One of the places this technology works best, according to Bryan, is in the case of celebrity news. As if to reinforce this point he shows me how you can follow stories tagged with Indianapolis football star Peyton Manning on the citizen sports site, Bleacher Report. Merely moving the cursor over the quarterback’s name prompts a callout, which gleans Manning stories from all around the site – a list that includes everything from his team’s latest victory to his place on the NFL power rankings.

But could this excess of Peyton Manning news, so characteristic of niche information and fragmented audiences in the online world, carry with it the very real danger of obscuring the more important news items? Would this entice readers to spend too much time on Manning and too little on the health care bill, for instance?

“I’d like to think they’d use it for both,” says Bryan. In the age of democratization of the Web, the user should indeed be able to choose what he reads and where he reads it. And Mashlogic allows him to do this well. If, in fact, a user were interested in healthcare, the technology would allow him to access the leading magazines, sites, blogs, forums and even tweets on the topic, to create a 360-degree view. “Mashlogic does that better than anybody else because we would scour all the sources that you said you trusted or wanted to reference,” Bryan says.

• **Directions**: Output the part of the Mashlogic passage from "One of the places" to "NFL power rankings." word for word. The listing has no connection to the Mashlogic passage.

• **Extracted records**:
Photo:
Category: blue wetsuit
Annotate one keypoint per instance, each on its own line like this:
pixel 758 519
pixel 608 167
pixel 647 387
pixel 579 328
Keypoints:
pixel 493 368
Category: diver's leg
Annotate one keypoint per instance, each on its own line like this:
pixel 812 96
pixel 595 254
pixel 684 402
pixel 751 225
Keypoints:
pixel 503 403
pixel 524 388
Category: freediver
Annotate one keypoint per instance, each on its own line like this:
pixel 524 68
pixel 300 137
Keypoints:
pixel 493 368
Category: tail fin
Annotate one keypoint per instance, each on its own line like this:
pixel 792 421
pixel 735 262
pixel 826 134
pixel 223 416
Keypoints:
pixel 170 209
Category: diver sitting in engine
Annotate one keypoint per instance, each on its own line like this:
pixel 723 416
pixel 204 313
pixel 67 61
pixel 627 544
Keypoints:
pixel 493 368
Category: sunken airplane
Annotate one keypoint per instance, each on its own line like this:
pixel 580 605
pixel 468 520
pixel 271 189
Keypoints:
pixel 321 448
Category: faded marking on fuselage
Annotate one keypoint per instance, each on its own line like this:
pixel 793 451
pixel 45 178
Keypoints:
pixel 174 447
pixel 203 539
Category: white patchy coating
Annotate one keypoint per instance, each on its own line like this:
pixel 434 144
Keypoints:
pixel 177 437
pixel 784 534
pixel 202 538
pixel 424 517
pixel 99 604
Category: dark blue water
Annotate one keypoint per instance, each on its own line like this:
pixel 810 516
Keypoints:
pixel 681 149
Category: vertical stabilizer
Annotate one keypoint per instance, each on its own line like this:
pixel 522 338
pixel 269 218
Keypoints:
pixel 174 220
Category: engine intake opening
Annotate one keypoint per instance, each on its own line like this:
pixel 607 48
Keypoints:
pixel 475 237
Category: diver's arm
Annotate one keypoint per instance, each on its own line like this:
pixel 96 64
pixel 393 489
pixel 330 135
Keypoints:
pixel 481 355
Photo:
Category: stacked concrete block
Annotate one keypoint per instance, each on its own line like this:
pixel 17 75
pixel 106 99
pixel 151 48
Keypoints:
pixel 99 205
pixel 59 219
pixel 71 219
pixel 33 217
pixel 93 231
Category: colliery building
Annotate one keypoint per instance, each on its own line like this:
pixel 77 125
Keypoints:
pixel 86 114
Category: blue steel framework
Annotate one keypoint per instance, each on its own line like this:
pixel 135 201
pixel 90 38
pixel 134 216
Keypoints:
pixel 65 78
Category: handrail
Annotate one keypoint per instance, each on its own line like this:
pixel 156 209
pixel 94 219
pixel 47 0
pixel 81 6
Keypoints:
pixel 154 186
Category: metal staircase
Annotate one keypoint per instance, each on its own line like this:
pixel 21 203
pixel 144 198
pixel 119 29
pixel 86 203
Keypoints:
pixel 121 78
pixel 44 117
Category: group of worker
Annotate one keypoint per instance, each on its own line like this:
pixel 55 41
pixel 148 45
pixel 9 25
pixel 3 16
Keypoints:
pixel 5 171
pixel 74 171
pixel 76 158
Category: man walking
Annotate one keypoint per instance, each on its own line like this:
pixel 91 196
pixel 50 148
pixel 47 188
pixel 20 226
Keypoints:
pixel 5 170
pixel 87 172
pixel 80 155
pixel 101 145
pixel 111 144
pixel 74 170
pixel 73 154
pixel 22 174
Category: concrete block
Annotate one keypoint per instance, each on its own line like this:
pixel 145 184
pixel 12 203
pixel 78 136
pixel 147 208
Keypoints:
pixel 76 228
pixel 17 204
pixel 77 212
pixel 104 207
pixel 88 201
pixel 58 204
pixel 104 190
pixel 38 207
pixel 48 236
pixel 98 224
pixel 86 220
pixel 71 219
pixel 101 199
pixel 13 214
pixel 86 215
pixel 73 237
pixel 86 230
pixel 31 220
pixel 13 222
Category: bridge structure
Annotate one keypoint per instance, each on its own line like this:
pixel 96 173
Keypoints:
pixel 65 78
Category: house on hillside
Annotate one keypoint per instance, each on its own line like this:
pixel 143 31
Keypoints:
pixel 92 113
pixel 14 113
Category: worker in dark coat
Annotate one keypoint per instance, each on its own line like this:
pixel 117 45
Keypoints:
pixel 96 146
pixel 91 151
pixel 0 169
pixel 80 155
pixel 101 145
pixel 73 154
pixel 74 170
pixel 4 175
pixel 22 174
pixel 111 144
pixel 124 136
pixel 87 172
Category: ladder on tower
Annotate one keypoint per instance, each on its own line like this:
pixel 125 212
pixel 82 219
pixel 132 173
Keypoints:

• **Answer space**:
One of the places this technology works best, according to Bryan, is in the case of celebrity news. As if to reinforce this point he shows me how you can follow stories tagged with Indianapolis football star Peyton Manning on the citizen sports site, Bleacher Report. Merely moving the cursor over the quarterback’s name prompts a callout, which gleans Manning stories from all around the site – a list that includes everything from his team’s latest victory to his place on the NFL power rankings.